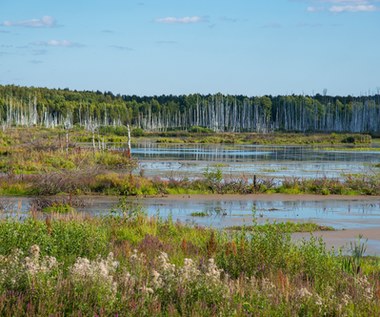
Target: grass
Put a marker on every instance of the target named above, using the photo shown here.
(39, 162)
(137, 266)
(199, 214)
(289, 227)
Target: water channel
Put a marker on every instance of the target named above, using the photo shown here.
(191, 160)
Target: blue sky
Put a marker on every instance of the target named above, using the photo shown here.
(154, 47)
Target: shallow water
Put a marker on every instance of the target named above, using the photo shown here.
(348, 214)
(191, 160)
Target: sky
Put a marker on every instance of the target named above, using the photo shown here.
(155, 47)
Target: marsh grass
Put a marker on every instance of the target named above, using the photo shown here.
(288, 227)
(122, 265)
(38, 162)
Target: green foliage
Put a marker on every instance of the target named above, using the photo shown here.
(148, 266)
(197, 129)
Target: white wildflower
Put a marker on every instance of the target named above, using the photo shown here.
(189, 271)
(212, 271)
(304, 293)
(156, 279)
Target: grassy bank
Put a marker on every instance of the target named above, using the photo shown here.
(49, 162)
(136, 266)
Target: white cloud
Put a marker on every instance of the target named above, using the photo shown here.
(314, 9)
(44, 22)
(122, 48)
(353, 8)
(57, 43)
(183, 20)
(340, 6)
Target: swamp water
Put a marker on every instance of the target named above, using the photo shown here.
(191, 160)
(346, 215)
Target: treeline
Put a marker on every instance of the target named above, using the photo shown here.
(27, 106)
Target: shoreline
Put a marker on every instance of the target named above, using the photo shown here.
(263, 197)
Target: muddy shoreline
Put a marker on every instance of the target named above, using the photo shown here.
(265, 197)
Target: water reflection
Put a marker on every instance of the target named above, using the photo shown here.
(183, 160)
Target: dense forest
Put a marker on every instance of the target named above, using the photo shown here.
(27, 106)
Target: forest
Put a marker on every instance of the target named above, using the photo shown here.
(30, 106)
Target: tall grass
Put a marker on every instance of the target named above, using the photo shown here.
(132, 265)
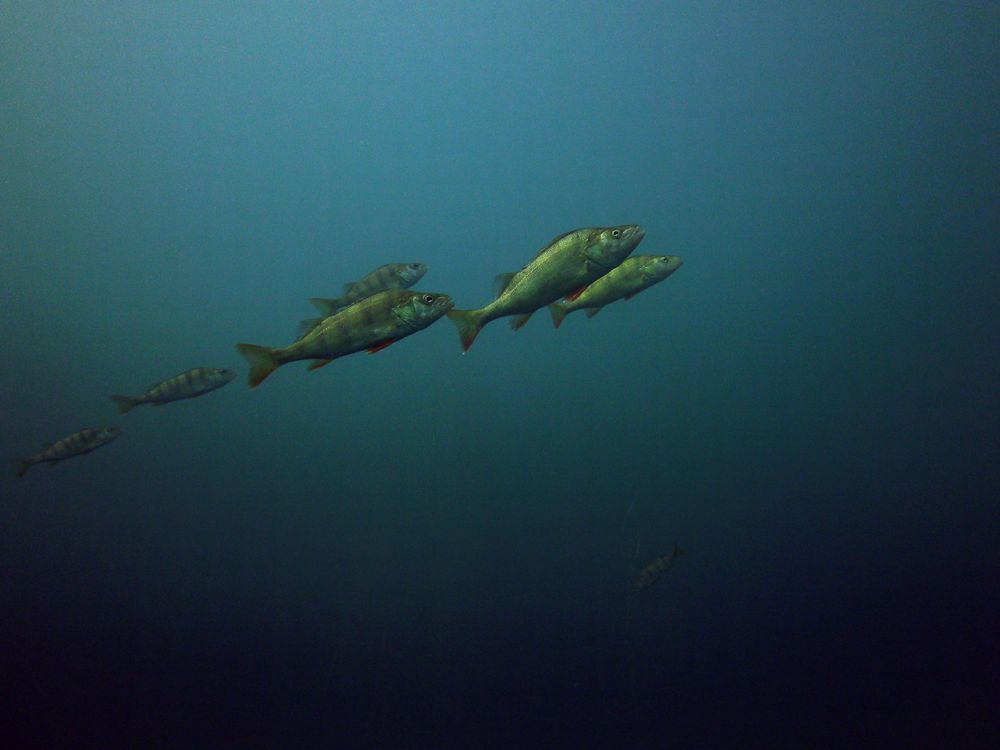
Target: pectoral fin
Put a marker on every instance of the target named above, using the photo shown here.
(379, 347)
(317, 363)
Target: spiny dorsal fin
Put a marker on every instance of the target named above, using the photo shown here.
(307, 326)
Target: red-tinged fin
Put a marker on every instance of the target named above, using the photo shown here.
(468, 323)
(125, 403)
(558, 314)
(262, 362)
(21, 466)
(518, 323)
(379, 347)
(317, 363)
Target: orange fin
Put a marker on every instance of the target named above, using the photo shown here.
(317, 363)
(379, 347)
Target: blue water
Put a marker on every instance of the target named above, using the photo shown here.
(425, 549)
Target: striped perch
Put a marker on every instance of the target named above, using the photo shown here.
(189, 384)
(78, 444)
(373, 324)
(389, 276)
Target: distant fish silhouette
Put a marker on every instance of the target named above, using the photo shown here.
(655, 568)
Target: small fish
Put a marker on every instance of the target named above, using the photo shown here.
(389, 276)
(78, 444)
(189, 384)
(563, 268)
(655, 568)
(373, 324)
(623, 282)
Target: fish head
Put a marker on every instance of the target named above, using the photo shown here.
(420, 309)
(660, 266)
(609, 246)
(410, 273)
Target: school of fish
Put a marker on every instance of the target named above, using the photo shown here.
(583, 269)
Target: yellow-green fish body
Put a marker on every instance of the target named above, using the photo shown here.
(372, 323)
(564, 267)
(188, 384)
(389, 276)
(78, 444)
(655, 568)
(622, 282)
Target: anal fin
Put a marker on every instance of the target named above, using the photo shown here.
(518, 323)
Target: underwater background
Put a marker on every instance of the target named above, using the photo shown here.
(425, 549)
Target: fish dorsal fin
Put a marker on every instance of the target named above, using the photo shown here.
(307, 326)
(552, 243)
(502, 281)
(379, 347)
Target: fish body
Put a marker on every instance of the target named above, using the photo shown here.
(188, 384)
(389, 276)
(655, 568)
(78, 444)
(562, 268)
(373, 324)
(622, 282)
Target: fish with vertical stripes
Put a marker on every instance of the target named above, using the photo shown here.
(655, 568)
(389, 276)
(188, 384)
(623, 282)
(563, 268)
(373, 324)
(78, 444)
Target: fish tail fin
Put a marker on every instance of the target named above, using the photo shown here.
(469, 323)
(262, 362)
(558, 314)
(125, 403)
(518, 323)
(326, 306)
(21, 466)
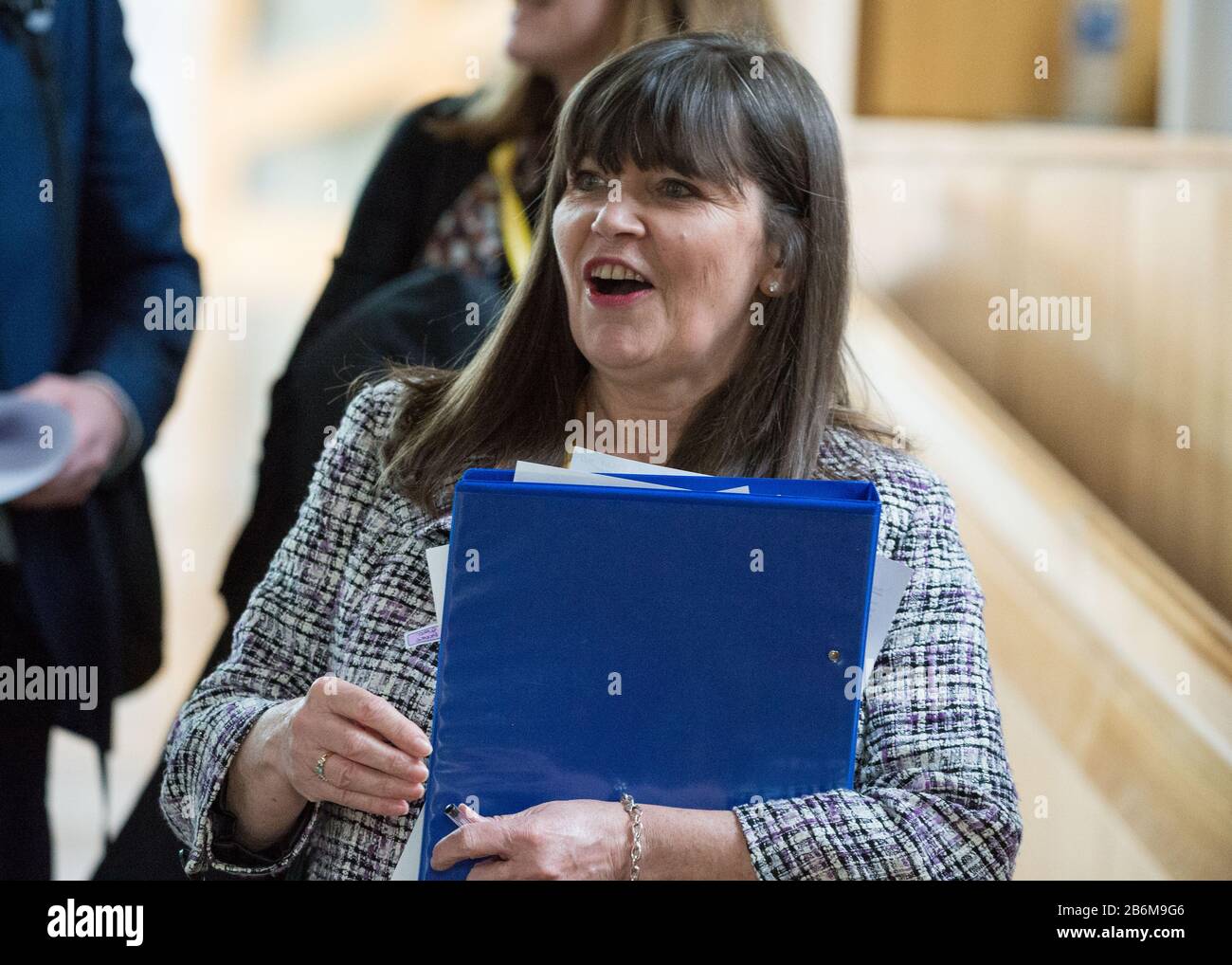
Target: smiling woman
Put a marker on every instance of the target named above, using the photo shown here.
(710, 168)
(694, 272)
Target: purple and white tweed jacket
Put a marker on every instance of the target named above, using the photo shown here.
(934, 796)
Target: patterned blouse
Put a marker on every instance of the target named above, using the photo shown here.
(933, 797)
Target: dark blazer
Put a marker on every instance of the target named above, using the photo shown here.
(376, 306)
(74, 278)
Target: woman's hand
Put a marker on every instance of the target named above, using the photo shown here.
(374, 756)
(558, 840)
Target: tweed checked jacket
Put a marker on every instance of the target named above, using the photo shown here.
(933, 799)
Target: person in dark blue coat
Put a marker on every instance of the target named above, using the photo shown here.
(89, 233)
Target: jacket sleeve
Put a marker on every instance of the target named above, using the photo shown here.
(934, 796)
(281, 641)
(131, 246)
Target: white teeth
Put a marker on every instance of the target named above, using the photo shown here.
(616, 272)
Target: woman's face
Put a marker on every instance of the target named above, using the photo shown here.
(702, 255)
(562, 38)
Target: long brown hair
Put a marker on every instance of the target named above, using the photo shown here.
(714, 107)
(522, 102)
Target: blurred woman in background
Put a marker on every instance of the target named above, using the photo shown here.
(442, 232)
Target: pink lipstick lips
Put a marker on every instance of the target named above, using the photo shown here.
(612, 282)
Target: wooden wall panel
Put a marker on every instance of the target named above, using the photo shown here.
(1058, 210)
(974, 60)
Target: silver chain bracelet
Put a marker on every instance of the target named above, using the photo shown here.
(635, 812)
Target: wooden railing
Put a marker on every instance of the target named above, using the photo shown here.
(1113, 676)
(950, 217)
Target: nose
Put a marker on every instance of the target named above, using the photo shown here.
(616, 218)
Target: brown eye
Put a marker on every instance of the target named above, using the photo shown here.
(677, 189)
(587, 180)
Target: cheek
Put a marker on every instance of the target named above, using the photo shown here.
(570, 228)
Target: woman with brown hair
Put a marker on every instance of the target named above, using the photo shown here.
(695, 180)
(439, 235)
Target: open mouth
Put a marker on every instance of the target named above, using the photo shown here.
(615, 280)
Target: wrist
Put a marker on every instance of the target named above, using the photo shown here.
(631, 865)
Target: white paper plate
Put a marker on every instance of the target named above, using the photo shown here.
(26, 460)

▶ _TASK GOAL_: From the material above, reproduce everything verbatim except the pictures.

▶ _FULL ANSWER_:
Target: grass
Put a marker on every instance of the target named above, using the photo shown here.
(39, 162)
(137, 266)
(199, 214)
(289, 227)
Target: water channel
Put a marker on every instance of the target named above, using the photo shown here.
(191, 160)
Target: blue sky
Put a marker on every instance of the target named above, using the photo shown here.
(154, 47)
Target: shallow water
Put a marker on every instance of the target named above, using the photo shown here.
(348, 214)
(191, 160)
Target: sky
Put a marker on every instance of the target named above, using the photo shown here.
(155, 47)
Target: marsh grass
Put a marker on every instance of the target named above, using the photo shown here.
(288, 227)
(122, 265)
(38, 162)
Target: green foliage
Put a marker on every instance of the target named above, using the photo shown here.
(148, 266)
(197, 129)
Target: white wildflower
Put a marker on every instance of the target named above, using the photo shown here.
(189, 271)
(212, 271)
(304, 293)
(156, 279)
Target: grassy bank
Put a marker on every instance of the target named above, using the photo shown here.
(49, 162)
(136, 266)
Target: white cloud
Put a marker on every instance of the target named above, using the photo shown here.
(314, 9)
(44, 22)
(122, 48)
(353, 8)
(57, 43)
(183, 20)
(340, 6)
Target: swamp water
Put a marker on every instance of the target named above, using the photo shown here.
(191, 160)
(346, 215)
Target: treeline
Put a marker on every instance of the target named above, using the photo shown here.
(27, 106)
Target: shoreline
Put a marker on every instance of the target named above, using the photo shown here.
(263, 197)
Target: muddy shoreline
Put a marker on every instance of the target named above, using the photo shown here.
(265, 197)
Target: water reflection
Put a marker on every instance of the target named above, using the photo shown here.
(183, 160)
Target: dense forest
Put a marker on every instance of the target named above, using the photo shown here.
(27, 106)
Target: forest
Put a marker on every instance of the target named above, using the photo shown here.
(30, 106)
Target: tall grass
Put a marker on every instance of the target named above, using the photo shown here.
(132, 265)
Target: pectoral fin
Put a marker on every instance of the target named above, using the photo shown here.
(379, 347)
(317, 363)
Target: spiny dorsal fin
Put a marker on every instance of the target named above, using the photo shown here.
(307, 326)
Target: red-tinged fin
Put a marker on every instance of the target named above, using the photo shown here.
(468, 323)
(125, 403)
(558, 314)
(262, 362)
(21, 466)
(518, 323)
(379, 347)
(317, 363)
Target: orange fin
Put a marker on every instance of the target named above, using the photo shown here.
(317, 363)
(379, 347)
Target: blue water
Put a marker on every instance of the target named above, using the photo shown here.
(425, 549)
Target: striped perch
Put a marker on every instance of the target named above, using the photo shown here.
(189, 384)
(78, 444)
(373, 324)
(389, 276)
Target: distant fish silhouette
Put a marker on every instance of the target named above, using the photo shown here.
(655, 568)
Target: small fish
Put a marker on every instance of the target named above, using the photo shown here.
(389, 276)
(78, 444)
(189, 384)
(563, 268)
(655, 568)
(373, 324)
(623, 282)
Target: fish head
Put a marker on every instance of the target named above, using the photo shown here.
(420, 309)
(660, 266)
(609, 246)
(410, 273)
Target: school of fish
Put a marker on every instance of the target named above, using the photo shown here.
(583, 269)
Target: yellow-green fish body
Put a marker on every instance of the target named above, using the photo shown here.
(372, 323)
(564, 267)
(188, 384)
(389, 276)
(78, 444)
(655, 568)
(622, 282)
Target: anal fin
Put a marker on every instance of the target named above, using the photo shown here.
(518, 323)
Target: underwater background
Put a marker on every instance of the target named above, using the photo shown here.
(425, 549)
Target: fish dorsal fin
Put a marker on every instance of the target named above, using the photo shown here.
(307, 326)
(552, 243)
(502, 281)
(379, 347)
Target: fish body
Put a marker on every instance of the target named above, using the photo shown here.
(188, 384)
(389, 276)
(655, 568)
(78, 444)
(562, 268)
(373, 324)
(622, 282)
Target: fish with vertical stripes
Put a marker on every instance of the target named above, using the photo shown here.
(655, 568)
(389, 276)
(188, 384)
(623, 282)
(563, 268)
(373, 324)
(78, 444)
Target: fish tail fin
Put a marker on every instance of the target named above, using the photo shown here.
(469, 323)
(262, 362)
(558, 314)
(125, 403)
(518, 323)
(326, 306)
(21, 466)
Target: smiling woman
Put a marker on every instance of the target named above, using the photo shown here.
(710, 168)
(694, 272)
Target: purple and white tweed jacket
Put a marker on every instance of the target named above, using the photo shown here.
(934, 796)
Target: patterned blouse
Put a marker on every instance of the target named above, using the photo shown here.
(933, 797)
Target: dark blazer
Put a marker on every instance of the target named above, using the photo shown here.
(376, 306)
(74, 278)
Target: woman's hand
Put a marker on every instance of the target named above, using the photo shown here.
(374, 756)
(558, 840)
Target: tweed checked jacket
Put a marker on every instance of the target named above, using the photo shown here.
(933, 799)
Target: person in dark blue coat
Put a marker on every instance of the target named above, using the photo shown here.
(89, 233)
Target: jacket sleeve
Put a marker on every instance of the target named above, using the photo shown here.
(934, 796)
(281, 641)
(131, 246)
Target: white teeth
Put a marker on every instance of the target named above, using the photo shown here.
(616, 272)
Target: woman's face
Put a marker on every instance of the target named above, using the photo shown here.
(702, 255)
(562, 38)
Target: long brown hair
Put a marker on every instance of the target named above, using the photo shown here.
(714, 107)
(522, 102)
Target: blurred woman in background
Put a marker on every instance of the target named above, using the photo shown here.
(442, 232)
Target: pink lipstick lips
Put a marker on every instance of the target named above, using the photo shown here.
(612, 282)
Target: wooden wall panel
Put a marker on every instance of the target named above, using the photo shown here.
(1058, 210)
(974, 60)
Target: silver chain bracelet
Put a marker on every instance of the target named above, using the photo shown here.
(635, 812)
Target: wooden railing
Put a marker on every instance of the target named above, using the photo shown here.
(1113, 676)
(950, 217)
Target: nose
Put a marker on every instance of the target named above, using the photo shown here.
(616, 218)
Target: brown eye
Put a marker on every instance of the target named above, using the photo shown here.
(677, 189)
(587, 180)
Target: cheek
Put a marker on every instance of the target named above, using the photo shown here.
(570, 228)
Target: woman with brown hair
Put a marker on every instance of the target named above, using the photo shown here.
(695, 180)
(439, 235)
Target: open mouth
Put a marker on every instance of the target named above, using the photo shown here.
(615, 280)
Target: wrist
Put a marker on every instance of the target named above, using the photo shown here.
(631, 865)
Target: white paper plate
Put a marker on every instance of the target named above, using the photo shown here.
(26, 460)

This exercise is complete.